* _Task objective_
Will you write out all the entries below exactly?

** BEGIN Record excerpts **

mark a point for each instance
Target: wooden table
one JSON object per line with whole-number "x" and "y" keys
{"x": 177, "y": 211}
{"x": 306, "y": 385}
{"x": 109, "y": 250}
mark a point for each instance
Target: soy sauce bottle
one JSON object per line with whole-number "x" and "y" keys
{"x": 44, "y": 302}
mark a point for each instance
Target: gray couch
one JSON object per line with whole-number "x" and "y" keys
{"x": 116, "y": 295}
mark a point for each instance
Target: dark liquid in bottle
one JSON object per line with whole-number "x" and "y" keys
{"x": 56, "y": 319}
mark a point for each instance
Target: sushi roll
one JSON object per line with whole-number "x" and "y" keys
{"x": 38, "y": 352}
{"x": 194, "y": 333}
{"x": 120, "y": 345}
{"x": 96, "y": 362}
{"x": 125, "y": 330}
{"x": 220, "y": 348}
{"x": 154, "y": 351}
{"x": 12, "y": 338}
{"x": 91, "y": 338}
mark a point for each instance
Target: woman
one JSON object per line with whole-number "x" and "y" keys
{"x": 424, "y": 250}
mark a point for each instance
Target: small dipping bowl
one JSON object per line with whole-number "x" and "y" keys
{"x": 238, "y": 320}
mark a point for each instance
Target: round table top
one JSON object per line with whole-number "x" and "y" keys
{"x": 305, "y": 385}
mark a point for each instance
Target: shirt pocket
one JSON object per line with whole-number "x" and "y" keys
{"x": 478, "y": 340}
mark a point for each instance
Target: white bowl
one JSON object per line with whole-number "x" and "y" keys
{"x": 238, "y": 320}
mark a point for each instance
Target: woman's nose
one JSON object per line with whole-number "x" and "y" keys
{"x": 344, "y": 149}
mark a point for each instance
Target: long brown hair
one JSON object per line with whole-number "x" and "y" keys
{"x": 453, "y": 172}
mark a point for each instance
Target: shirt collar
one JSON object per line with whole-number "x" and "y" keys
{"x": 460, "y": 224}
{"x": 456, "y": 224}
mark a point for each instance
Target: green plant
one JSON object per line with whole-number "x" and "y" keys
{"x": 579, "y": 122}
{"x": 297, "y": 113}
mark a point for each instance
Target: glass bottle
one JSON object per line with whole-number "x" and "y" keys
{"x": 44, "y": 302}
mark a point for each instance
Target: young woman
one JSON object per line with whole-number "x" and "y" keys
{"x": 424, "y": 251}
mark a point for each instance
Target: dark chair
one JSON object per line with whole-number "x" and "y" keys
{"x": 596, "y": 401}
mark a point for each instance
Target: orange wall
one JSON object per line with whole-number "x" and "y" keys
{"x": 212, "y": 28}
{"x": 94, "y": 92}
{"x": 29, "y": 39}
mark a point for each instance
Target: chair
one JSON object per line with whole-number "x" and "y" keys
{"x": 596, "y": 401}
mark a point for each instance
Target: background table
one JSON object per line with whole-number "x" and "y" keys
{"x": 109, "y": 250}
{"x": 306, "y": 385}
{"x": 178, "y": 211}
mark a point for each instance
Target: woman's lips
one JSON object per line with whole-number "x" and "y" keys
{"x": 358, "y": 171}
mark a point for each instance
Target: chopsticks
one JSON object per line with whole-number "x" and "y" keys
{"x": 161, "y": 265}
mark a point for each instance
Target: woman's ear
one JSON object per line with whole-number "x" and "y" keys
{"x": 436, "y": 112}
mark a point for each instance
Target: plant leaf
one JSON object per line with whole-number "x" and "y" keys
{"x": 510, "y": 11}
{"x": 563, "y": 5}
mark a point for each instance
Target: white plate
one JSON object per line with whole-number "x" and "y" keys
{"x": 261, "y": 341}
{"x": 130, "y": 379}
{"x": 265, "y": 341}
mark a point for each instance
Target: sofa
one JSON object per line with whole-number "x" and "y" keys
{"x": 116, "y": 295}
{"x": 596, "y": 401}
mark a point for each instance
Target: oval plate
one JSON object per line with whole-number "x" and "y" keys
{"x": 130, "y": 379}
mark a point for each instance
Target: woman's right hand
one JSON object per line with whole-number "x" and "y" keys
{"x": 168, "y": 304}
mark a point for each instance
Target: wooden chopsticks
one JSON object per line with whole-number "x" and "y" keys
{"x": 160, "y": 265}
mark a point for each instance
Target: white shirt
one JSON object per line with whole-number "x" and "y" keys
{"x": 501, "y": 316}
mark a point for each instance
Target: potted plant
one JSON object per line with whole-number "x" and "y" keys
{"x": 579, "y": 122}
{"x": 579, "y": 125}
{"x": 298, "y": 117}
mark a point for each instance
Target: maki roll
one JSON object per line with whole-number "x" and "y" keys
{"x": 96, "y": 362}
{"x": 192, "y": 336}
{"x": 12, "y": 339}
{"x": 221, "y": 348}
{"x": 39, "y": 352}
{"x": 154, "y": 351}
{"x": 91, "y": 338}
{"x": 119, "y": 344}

** END Record excerpts **

* _Task answer_
mark a point for each instance
Target: wooden table
one JSON object per line with whole-number "x" and "y" keys
{"x": 177, "y": 211}
{"x": 306, "y": 385}
{"x": 109, "y": 250}
mark a point for each instance
Target: soy sauce bottle
one JSON object per line with whole-number "x" and "y" keys
{"x": 44, "y": 302}
mark a point for each instance
Target: gray couch
one JSON object per line with whole-number "x" and "y" keys
{"x": 116, "y": 295}
mark a point for each instance
Target: dark liquid in bottle
one JSON object per line with whole-number "x" and "y" keys
{"x": 56, "y": 319}
mark a point for each instance
Target: sushi roll
one JSON object per line with whole-number "x" and "y" keys
{"x": 38, "y": 352}
{"x": 194, "y": 333}
{"x": 120, "y": 345}
{"x": 96, "y": 362}
{"x": 125, "y": 330}
{"x": 220, "y": 348}
{"x": 154, "y": 351}
{"x": 12, "y": 338}
{"x": 91, "y": 338}
mark a point for each instance
Target: woman
one JSON object per line with whole-number "x" and "y" keys
{"x": 424, "y": 250}
mark a point for each instance
Target: small dipping bowl
one JSON object per line with whole-number "x" and "y" keys
{"x": 238, "y": 320}
mark a point for each instance
Target: round table top
one JSON object per line with whole-number "x" and "y" keys
{"x": 305, "y": 385}
mark a point for each instance
Target: shirt pocket
one JSON object per line with whole-number "x" and "y" keys
{"x": 478, "y": 340}
mark a point for each instance
Target: white bowl
one JSON object per line with whole-number "x" and "y" keys
{"x": 238, "y": 320}
mark a point for each instance
Target: woman's nose
one JSON object per line with whole-number "x" and "y" keys
{"x": 344, "y": 149}
mark a point for each instance
Target: long brown hair
one JSON object per line with whole-number "x" and "y" keys
{"x": 453, "y": 172}
mark a point for each instance
Target: shirt collar
one JSON object per line with whole-number "x" and "y" keys
{"x": 460, "y": 224}
{"x": 456, "y": 224}
mark a point for each instance
Target: green plant
one JSON object per line with whole-number "x" and "y" keys
{"x": 579, "y": 122}
{"x": 297, "y": 113}
mark a point for each instance
Target: glass bottle
one JSON object per line with whole-number "x" and "y" keys
{"x": 44, "y": 302}
mark a point for each instance
Target: young woman
one JSON object per line with whole-number "x" and "y" keys
{"x": 424, "y": 251}
mark a point for each instance
Target: dark chair
one JSON object per line with whole-number "x" and "y" keys
{"x": 596, "y": 401}
mark a point for each instance
Target: orange wall
one JSON object per line with whole-number "x" and "y" keys
{"x": 212, "y": 28}
{"x": 94, "y": 92}
{"x": 29, "y": 39}
mark a point for each instance
Target: chair
one JSON object per line with whole-number "x" and "y" keys
{"x": 596, "y": 401}
mark a point for each instance
Target: background table
one JSON object per line with whole-number "x" and "y" keys
{"x": 109, "y": 250}
{"x": 306, "y": 385}
{"x": 178, "y": 211}
mark a point for each instance
Target: woman's lips
one JSON object per line with whole-number "x" and "y" keys
{"x": 358, "y": 171}
mark a point for each instance
Target: chopsticks
one JSON object per line with whole-number "x" and "y" keys
{"x": 161, "y": 265}
mark a point for each instance
Target: woman's ear
one JSON object per line with whole-number "x" and "y" keys
{"x": 436, "y": 112}
mark a point for each instance
Target: plant leaf
one JSON object per line with whole-number "x" and "y" keys
{"x": 510, "y": 11}
{"x": 563, "y": 5}
mark a point for each instance
Target: white plate
one JSON object per line with whole-number "x" and "y" keys
{"x": 261, "y": 341}
{"x": 130, "y": 379}
{"x": 265, "y": 341}
mark a point for each instance
Target: sofa
one JSON object per line with whole-number "x" and "y" keys
{"x": 116, "y": 295}
{"x": 596, "y": 401}
mark a point for each instance
Target: oval plate
one JSON object per line with whole-number "x" and "y" keys
{"x": 130, "y": 379}
mark a point for each instance
Target: woman's right hand
one JSON object per line with whole-number "x" and "y" keys
{"x": 168, "y": 304}
mark a point for each instance
Target: wooden chopsticks
one JSON object per line with whole-number "x" and "y" keys
{"x": 160, "y": 265}
mark a point for each instance
Target: white shirt
one JSON object per line with whole-number "x" and "y" keys
{"x": 501, "y": 316}
mark a point for each instance
Target: potted plant
one JSON object per line with whole-number "x" and "y" keys
{"x": 579, "y": 122}
{"x": 579, "y": 125}
{"x": 298, "y": 117}
mark a point for each instance
Target: maki roll
one JSON object per line with whole-number "x" and "y" keys
{"x": 96, "y": 362}
{"x": 192, "y": 336}
{"x": 12, "y": 339}
{"x": 221, "y": 348}
{"x": 39, "y": 352}
{"x": 154, "y": 351}
{"x": 91, "y": 338}
{"x": 119, "y": 344}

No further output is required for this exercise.